● PROBLEM STATEMENT
Copy the records word for word. Pictures do not go in.

● THE DATA
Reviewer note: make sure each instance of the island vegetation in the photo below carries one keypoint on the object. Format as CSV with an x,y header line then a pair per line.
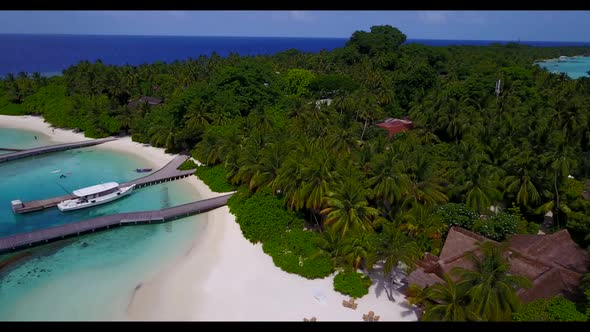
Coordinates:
x,y
324,190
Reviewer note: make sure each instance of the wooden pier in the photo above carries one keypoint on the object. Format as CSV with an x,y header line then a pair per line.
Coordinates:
x,y
13,150
165,174
42,236
52,148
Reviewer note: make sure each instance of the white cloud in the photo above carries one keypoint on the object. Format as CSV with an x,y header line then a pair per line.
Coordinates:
x,y
176,13
299,16
433,17
292,15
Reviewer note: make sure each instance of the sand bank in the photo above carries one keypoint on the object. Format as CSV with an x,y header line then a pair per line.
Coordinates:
x,y
224,277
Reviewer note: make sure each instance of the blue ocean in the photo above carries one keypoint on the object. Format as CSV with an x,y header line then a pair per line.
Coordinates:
x,y
50,54
93,277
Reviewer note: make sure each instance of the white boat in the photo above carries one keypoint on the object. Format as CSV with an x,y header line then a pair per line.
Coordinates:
x,y
95,195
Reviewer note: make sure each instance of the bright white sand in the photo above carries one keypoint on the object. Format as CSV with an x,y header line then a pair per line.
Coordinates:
x,y
37,124
223,277
226,278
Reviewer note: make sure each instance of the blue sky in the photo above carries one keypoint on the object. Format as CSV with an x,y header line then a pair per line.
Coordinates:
x,y
483,25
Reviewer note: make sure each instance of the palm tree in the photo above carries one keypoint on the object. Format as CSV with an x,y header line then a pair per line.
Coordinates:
x,y
492,289
396,247
448,302
357,252
389,182
522,166
331,244
348,209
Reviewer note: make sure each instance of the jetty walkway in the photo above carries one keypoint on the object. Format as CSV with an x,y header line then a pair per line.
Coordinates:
x,y
42,236
13,150
167,173
52,148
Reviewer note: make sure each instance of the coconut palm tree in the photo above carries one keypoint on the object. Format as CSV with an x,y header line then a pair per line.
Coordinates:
x,y
395,247
348,209
492,289
448,302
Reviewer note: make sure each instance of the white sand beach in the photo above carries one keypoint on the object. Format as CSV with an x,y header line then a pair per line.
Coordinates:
x,y
38,124
223,277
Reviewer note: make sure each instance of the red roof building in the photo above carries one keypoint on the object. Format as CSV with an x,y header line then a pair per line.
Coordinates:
x,y
394,126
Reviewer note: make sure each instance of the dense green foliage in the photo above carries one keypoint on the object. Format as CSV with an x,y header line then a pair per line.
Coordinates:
x,y
353,284
263,218
486,293
187,165
215,177
497,226
256,123
556,309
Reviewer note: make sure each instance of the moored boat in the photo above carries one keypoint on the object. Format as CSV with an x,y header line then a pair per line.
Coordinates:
x,y
95,195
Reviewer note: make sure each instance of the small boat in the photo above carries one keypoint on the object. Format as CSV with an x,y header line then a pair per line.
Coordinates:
x,y
95,195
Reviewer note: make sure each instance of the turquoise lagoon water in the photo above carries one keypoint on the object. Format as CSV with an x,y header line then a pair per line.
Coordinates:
x,y
92,277
574,67
21,139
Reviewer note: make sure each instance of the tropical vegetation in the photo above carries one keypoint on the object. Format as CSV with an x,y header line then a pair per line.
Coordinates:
x,y
321,186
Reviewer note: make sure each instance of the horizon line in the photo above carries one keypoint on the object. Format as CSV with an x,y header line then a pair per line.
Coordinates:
x,y
213,36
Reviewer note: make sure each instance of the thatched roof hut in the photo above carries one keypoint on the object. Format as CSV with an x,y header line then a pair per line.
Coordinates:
x,y
554,262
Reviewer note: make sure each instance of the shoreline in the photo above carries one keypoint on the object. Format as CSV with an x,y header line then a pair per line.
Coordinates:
x,y
224,277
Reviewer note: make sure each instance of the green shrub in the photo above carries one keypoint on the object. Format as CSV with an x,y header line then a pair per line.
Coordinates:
x,y
215,177
294,252
457,215
556,309
12,109
188,165
263,217
353,284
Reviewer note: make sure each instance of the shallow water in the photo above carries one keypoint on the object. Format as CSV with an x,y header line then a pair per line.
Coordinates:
x,y
574,67
91,277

● WRITTEN RESPONSE
Reviewer note: make sure each instance of the island vegetation in the photo below carries one keypoint on the object. Format as CSV with an x,y header line then a pair per line.
Coordinates:
x,y
324,190
Reviewer note: make sure each instance of the wooden pier in the photo above carries one keypoint on the object. Format as CSV with an x,y header line then a pair per line.
Coordinates:
x,y
13,150
165,174
42,236
52,148
Reviewer note: make sure each instance of the white cloud in the photo above carries one keypoint on the object. Format as CSV with an x,y header line then a pair per line.
Coordinates:
x,y
176,13
299,16
433,17
292,15
Reviewer note: make sure each instance of the sand bank in the photo above carries one keypoint on the object. Format as CSV with an x,y header line then a pair per line.
Coordinates:
x,y
224,277
Reviewer note: make sure each instance of the blue ocean in the photo above carries one keypoint on the object. Format as CSV with an x,y header line then a pair per line.
Coordinates:
x,y
50,54
93,277
Reviewer note: make sure each instance of the white boat in the photo above carries one keypoint on the object. Format as CSV with an x,y header line then a pair per line.
Coordinates:
x,y
95,195
Reviewer note: make sure each instance of the bright white sand in the photo above carries one keypoint on the object. Format as CSV with an x,y header line then a pair per line.
Coordinates:
x,y
37,124
223,277
226,278
Reviewer note: make sure each instance of the blue sky in the photo above carries one keypoint on the object. Format as CSV with an x,y header line then a pair per line.
Coordinates:
x,y
483,25
Reviewer note: make sure each instance of the palm tree in the photo above carries one keypoint on the object. Format as CSV with an x,y header line then a pair per line.
Coordinates:
x,y
492,289
396,247
448,302
357,252
389,182
522,166
331,244
348,209
Reviewer note: make sure each instance of the jetty walkway in the photo above carries one keypoint on the object. Format as CSV with an x,y header line then a pair per line.
Coordinates:
x,y
42,236
13,150
167,173
52,148
Reviewer note: make sure each instance of the coconut palm tree in the photo above carries one keypoint on the object. Format as CSV with an x,y header line then a pair per line.
Coordinates:
x,y
395,247
348,209
492,289
448,302
Reviewer note: make sure each instance of the white sand beach in the photo above carries one keypoint on the object. Format as CSV with an x,y header line then a pair per line.
Coordinates:
x,y
38,124
223,277
Reviewer note: make sure each instance of the red roof building in the photo above carries one keypoint on the object. Format as CSV with an x,y header line then a pair per line.
Coordinates:
x,y
394,126
Reviewer note: make sure each instance of the dense green foliage in the photo above carries one keypoint on the object. Format as CSV with an x,y header line then a pair per line.
Coordinates:
x,y
353,284
263,218
486,293
187,165
215,177
497,226
256,123
556,309
Reviewer note: make sure each instance of the moored boat in the photo above carries one keypoint on the object. Format as CSV with an x,y header line then a pair per line.
Coordinates:
x,y
95,195
Reviewer note: make sure each instance of the small boat in the photo above carries one keypoint on the object. Format as CSV with an x,y header line then a pair per line.
Coordinates:
x,y
95,195
Reviewer note: make sure each instance of the turquoise lagoon water in the photo above carries one keypoint on the object. Format as CSV with an x,y header line then a pair per line.
Coordinates:
x,y
92,277
574,67
21,139
Reviewer note: make sure each instance of the tropical vegetation in the photo above carries one keypoint on the object. Format as CSV with an x,y header line then a pair per line.
Coordinates:
x,y
321,186
Reviewer note: make sure each instance of the horizon line in the photo above carries one keypoint on the object. Format as CSV with an x,y header line then a pair per line.
Coordinates:
x,y
213,36
Reviewer note: make sure each instance of the thatched roof hut in the photo above carries one keypoint on the object. Format as CSV with an x,y header line then a pair per line.
Coordinates:
x,y
554,262
Reviewer note: make sure each instance of the shoreline in the photo above carries one keypoint on the object. Format as CSV with an x,y header line then a pair per line.
Coordinates:
x,y
224,277
Reviewer note: make sure each instance of the green shrub in the photo above carries one keypoint on the object. Format as CSV with an x,y header line then a pair per line.
Coordinates:
x,y
215,177
294,252
457,215
556,309
12,109
188,165
263,217
353,284
Reviewer note: make sure each instance of the shallow water in the photo above carries one keypoint on the object. Format as CSV with an x,y header line then a pair per line.
Coordinates:
x,y
574,67
91,277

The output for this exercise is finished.